Excerpts from point annotation data
## START

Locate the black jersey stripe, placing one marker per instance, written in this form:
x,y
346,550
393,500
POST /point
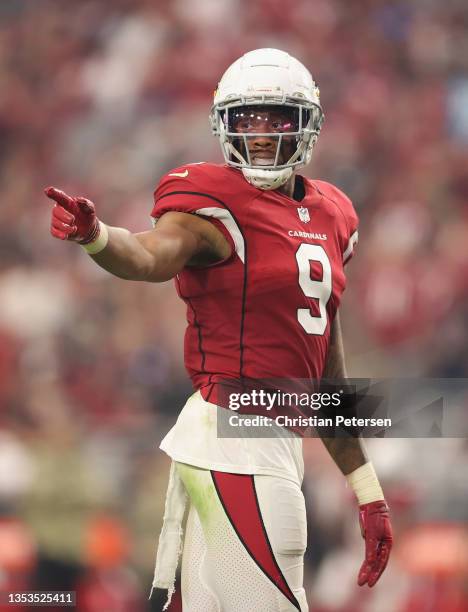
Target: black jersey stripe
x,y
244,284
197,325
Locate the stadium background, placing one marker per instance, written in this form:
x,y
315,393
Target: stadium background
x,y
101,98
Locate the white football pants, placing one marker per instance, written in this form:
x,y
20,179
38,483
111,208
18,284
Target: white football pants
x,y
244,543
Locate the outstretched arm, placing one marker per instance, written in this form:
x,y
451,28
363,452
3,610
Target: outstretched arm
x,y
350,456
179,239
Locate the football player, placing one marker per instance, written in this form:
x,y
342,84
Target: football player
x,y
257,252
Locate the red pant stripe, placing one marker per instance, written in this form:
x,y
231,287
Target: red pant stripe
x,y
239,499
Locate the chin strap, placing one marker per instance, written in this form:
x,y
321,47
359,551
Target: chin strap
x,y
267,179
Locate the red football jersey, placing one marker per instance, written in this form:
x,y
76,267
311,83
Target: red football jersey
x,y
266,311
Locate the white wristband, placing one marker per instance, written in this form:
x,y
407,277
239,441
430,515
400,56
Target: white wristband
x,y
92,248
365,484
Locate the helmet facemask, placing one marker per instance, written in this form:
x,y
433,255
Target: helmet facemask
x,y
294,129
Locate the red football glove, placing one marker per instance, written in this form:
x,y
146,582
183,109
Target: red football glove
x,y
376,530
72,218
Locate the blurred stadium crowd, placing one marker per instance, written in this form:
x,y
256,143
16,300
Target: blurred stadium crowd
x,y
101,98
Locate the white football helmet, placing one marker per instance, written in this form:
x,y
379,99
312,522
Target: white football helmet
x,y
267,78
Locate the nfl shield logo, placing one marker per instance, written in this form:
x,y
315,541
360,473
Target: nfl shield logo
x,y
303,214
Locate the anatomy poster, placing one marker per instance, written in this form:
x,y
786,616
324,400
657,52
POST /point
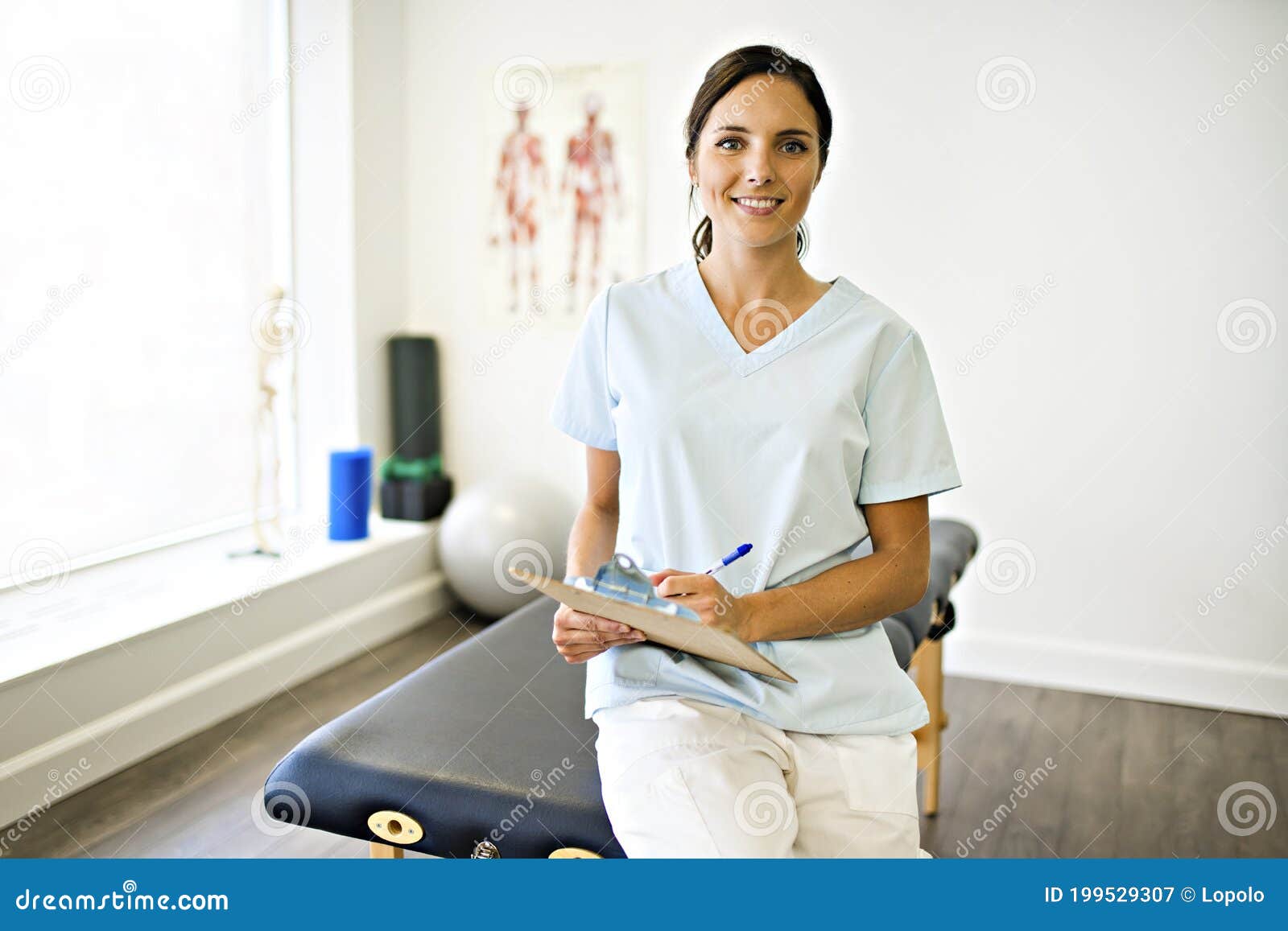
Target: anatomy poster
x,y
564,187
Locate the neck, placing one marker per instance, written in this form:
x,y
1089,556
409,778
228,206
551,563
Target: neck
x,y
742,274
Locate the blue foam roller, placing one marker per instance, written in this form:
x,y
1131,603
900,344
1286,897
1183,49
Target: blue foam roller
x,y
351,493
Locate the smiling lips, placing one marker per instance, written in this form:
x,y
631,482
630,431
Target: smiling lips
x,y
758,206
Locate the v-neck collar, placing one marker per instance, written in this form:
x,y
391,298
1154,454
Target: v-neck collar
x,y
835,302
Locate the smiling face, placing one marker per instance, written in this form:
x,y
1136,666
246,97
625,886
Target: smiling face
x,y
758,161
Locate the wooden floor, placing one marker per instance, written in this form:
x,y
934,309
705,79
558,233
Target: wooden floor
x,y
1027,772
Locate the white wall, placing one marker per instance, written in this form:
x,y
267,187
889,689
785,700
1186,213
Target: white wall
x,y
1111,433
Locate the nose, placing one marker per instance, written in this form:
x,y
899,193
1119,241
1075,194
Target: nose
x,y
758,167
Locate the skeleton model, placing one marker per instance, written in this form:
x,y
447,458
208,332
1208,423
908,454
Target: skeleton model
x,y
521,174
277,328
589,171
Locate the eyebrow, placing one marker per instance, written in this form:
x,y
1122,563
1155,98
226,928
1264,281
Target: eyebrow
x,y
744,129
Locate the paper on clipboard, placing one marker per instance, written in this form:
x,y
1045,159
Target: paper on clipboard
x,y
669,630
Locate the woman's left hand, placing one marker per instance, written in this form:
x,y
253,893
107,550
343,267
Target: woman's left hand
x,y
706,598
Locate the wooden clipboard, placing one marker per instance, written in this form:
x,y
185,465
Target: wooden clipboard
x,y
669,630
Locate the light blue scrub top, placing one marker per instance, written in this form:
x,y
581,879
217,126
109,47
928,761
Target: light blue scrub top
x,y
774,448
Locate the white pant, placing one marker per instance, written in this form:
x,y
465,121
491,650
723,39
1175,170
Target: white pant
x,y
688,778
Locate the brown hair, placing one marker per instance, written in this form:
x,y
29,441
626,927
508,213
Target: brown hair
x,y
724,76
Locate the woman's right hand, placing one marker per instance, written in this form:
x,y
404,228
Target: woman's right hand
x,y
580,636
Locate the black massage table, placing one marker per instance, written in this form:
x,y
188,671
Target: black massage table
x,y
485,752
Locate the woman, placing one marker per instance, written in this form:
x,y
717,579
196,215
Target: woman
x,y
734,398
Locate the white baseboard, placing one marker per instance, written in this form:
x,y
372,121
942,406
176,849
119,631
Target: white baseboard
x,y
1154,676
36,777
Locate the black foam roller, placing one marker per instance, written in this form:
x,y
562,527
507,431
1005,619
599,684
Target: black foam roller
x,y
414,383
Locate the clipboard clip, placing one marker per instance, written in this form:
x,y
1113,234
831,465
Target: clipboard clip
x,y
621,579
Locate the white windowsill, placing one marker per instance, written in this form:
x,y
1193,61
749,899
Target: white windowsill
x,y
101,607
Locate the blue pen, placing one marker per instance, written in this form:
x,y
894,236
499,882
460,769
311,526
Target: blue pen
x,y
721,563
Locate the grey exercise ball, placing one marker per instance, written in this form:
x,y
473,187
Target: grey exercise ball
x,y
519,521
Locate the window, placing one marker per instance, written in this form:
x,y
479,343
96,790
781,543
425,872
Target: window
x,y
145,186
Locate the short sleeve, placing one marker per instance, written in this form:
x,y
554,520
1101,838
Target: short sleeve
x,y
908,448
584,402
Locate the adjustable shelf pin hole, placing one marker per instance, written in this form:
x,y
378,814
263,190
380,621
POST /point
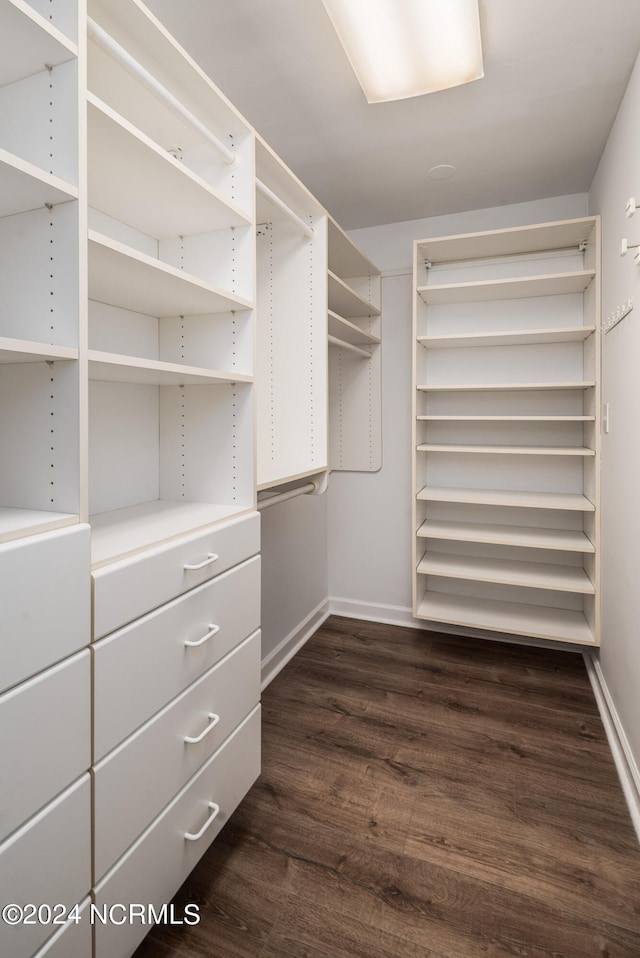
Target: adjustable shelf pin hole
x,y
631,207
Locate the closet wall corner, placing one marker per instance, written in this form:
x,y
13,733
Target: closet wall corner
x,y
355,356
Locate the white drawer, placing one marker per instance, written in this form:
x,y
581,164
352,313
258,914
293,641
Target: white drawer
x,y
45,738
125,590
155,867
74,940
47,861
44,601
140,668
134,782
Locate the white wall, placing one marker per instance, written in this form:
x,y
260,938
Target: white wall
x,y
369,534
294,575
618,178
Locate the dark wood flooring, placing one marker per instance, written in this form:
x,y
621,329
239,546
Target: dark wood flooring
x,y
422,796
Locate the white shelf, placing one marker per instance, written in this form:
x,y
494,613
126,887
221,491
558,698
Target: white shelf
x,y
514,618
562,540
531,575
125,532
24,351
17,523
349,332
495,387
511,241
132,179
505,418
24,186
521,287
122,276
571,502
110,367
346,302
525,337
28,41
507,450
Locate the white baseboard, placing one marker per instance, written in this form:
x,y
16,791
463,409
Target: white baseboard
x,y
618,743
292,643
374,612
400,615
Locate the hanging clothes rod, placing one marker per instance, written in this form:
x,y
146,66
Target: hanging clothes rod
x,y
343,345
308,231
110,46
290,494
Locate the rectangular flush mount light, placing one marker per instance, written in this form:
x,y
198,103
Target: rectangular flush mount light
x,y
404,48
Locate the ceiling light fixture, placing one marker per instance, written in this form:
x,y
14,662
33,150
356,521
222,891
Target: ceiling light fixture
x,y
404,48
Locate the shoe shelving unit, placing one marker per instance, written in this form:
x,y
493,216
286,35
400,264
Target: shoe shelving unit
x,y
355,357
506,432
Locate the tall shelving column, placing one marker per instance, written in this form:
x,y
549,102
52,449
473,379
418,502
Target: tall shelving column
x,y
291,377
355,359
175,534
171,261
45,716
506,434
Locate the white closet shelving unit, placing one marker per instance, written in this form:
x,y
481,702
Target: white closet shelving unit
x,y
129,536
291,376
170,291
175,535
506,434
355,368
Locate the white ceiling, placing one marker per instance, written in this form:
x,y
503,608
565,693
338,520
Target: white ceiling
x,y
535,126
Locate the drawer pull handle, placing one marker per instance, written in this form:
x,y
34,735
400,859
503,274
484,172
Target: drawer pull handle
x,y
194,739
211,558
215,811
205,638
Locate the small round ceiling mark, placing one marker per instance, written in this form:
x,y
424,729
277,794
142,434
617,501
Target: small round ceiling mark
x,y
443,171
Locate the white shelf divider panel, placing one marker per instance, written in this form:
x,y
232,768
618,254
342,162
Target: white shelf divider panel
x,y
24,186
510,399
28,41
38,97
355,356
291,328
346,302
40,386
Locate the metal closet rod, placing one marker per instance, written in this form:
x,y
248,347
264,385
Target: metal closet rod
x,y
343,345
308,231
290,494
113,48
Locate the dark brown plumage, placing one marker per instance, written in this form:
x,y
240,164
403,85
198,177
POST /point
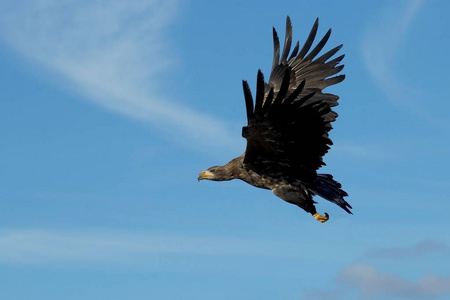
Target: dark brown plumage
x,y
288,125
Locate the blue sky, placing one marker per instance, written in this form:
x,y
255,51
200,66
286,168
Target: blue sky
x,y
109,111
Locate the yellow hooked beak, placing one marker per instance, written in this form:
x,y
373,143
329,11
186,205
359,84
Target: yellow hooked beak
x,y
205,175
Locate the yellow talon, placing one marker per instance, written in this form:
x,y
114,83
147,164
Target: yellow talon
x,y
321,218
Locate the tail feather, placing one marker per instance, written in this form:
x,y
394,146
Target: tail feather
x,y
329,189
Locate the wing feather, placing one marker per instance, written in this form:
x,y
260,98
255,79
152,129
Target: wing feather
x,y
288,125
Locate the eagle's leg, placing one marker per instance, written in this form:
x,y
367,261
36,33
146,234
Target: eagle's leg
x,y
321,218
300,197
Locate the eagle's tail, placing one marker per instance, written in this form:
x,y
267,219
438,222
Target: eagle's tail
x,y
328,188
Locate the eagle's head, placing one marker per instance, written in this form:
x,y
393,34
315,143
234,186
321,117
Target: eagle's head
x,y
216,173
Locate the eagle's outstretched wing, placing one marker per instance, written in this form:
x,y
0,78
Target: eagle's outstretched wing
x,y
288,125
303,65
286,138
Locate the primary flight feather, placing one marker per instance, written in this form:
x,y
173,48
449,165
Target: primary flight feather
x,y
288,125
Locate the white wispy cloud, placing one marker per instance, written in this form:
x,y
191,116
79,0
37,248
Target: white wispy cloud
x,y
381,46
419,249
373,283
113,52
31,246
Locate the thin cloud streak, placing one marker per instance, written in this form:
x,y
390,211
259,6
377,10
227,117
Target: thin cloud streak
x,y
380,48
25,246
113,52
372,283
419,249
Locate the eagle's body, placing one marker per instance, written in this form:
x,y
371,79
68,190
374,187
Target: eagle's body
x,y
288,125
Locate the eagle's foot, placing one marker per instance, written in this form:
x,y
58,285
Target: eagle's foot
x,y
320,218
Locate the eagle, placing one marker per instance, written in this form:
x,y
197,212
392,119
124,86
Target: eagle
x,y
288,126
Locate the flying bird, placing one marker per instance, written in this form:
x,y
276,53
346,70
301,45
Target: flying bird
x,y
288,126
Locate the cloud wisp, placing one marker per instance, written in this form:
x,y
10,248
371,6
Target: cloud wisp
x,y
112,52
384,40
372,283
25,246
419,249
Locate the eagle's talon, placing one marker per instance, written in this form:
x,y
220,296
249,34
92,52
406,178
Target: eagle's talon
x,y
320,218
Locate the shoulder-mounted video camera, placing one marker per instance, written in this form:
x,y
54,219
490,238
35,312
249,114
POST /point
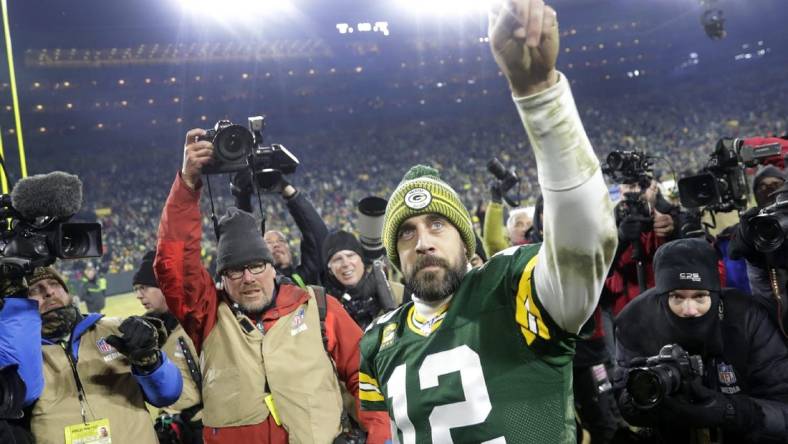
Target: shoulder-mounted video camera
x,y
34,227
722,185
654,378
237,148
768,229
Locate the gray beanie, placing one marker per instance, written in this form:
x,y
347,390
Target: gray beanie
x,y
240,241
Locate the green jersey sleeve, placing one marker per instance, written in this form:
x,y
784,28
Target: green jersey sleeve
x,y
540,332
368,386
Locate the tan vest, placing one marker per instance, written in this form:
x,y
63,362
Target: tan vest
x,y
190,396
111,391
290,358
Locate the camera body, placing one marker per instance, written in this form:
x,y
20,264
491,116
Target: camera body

## END

Recast the stretch of the listing from the line containing "Locate the gray" through the last line of the listing as a JSON list of strings, one string per line. Leave out any blank lines.

The reply:
[
  "Locate the gray beanie, placing one marker per instance, written in this form:",
  "x,y",
  "347,390",
  "Target: gray beanie",
  "x,y",
  "240,241",
  "Locate the green jersey sleeve, placing one marker per instance, written in this form:",
  "x,y",
  "784,28",
  "Target: green jersey sleeve",
  "x,y",
  "540,332",
  "368,386",
  "Locate the tan vest, placing one marker per instance, written in this form:",
  "x,y",
  "63,362",
  "Target: tan vest",
  "x,y",
  "190,396",
  "111,391",
  "290,358",
  "Locate the camera body, placing one marker per instance, written in this form:",
  "x,y",
  "20,264",
  "491,116",
  "Target: camera body"
]